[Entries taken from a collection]
-- -- --

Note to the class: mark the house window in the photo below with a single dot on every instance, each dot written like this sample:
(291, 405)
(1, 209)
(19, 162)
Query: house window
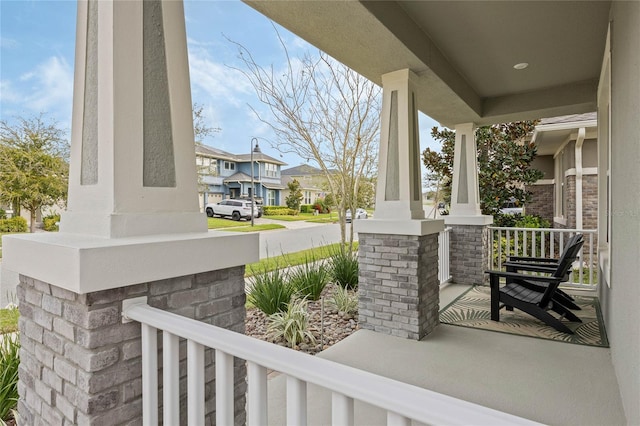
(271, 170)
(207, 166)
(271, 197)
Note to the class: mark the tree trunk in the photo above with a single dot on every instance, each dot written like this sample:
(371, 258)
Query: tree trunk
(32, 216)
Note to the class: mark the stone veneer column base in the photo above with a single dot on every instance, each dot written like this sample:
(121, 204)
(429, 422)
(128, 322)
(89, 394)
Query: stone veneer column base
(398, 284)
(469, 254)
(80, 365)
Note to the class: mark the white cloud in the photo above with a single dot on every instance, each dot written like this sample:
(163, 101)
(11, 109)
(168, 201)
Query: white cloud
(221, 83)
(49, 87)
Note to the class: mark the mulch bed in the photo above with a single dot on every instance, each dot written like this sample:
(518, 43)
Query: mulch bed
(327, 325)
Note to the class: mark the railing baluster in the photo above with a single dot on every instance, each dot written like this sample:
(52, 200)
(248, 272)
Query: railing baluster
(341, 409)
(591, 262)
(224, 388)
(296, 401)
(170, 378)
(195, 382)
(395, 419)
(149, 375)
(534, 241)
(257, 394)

-- -- --

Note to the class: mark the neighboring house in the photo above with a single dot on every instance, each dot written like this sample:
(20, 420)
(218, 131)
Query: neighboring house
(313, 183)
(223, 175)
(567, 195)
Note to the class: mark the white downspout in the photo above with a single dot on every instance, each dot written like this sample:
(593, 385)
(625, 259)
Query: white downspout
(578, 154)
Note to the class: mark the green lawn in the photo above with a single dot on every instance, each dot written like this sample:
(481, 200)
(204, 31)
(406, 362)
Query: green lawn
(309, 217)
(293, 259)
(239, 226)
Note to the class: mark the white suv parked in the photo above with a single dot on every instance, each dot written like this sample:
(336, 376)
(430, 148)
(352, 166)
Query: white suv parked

-- -- --

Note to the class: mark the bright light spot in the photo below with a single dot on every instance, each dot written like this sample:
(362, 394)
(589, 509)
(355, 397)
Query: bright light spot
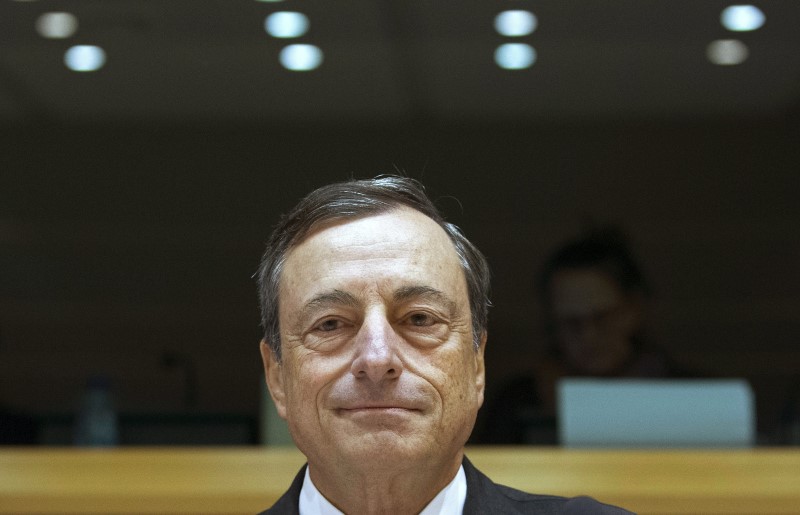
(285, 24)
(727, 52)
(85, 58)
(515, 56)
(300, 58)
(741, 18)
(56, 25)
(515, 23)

-- -- --

Action item –
Please transcribe exactly the lines above from the line that has "Query: green lawn" up to and including the line that has "Query: white suv parked"; no other line belongs in the answer.

Output of the task –
Query: green lawn
(309, 217)
(293, 259)
(239, 226)
Note to the class: mark the white suv parked in the photo above with a single dot on every instance, each dot written like this sample:
(336, 376)
(430, 148)
(352, 166)
Query: white suv parked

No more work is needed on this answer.